→ **EXERCISE OBJECTIVE**
For each line below that contains the word "black", make a copy.

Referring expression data

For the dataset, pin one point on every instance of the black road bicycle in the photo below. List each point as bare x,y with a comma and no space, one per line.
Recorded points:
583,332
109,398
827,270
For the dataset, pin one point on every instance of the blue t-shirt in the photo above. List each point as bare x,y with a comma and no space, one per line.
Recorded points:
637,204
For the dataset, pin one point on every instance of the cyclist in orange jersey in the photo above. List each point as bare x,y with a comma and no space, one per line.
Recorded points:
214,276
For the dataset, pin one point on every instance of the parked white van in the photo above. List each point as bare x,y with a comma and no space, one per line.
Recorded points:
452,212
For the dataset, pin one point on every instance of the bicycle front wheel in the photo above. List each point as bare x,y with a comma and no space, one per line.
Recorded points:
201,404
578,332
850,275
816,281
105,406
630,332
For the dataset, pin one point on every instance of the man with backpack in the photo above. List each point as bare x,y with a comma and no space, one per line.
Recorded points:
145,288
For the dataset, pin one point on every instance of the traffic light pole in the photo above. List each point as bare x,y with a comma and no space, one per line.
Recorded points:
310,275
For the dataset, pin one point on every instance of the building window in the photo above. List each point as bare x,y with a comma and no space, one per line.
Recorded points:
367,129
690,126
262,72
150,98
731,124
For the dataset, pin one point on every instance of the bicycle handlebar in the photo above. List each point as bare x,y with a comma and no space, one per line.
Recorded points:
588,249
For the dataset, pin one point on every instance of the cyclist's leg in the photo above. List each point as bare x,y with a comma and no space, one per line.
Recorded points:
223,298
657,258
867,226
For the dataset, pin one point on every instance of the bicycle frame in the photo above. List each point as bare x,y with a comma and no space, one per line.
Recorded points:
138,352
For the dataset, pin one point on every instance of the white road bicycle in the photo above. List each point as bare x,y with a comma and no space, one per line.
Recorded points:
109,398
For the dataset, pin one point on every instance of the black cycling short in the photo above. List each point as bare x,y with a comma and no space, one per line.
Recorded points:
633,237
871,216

→ **EXERCISE OUTPUT**
For the dataset, pin one point on every instance of the black road bicycle in the photo below. List each point as bare x,y with a comma and no space, one per line.
For the dataset, pin one point on every instance of the black cycling short in the photo above. List each point as bare x,y with a comma and no space, one per line.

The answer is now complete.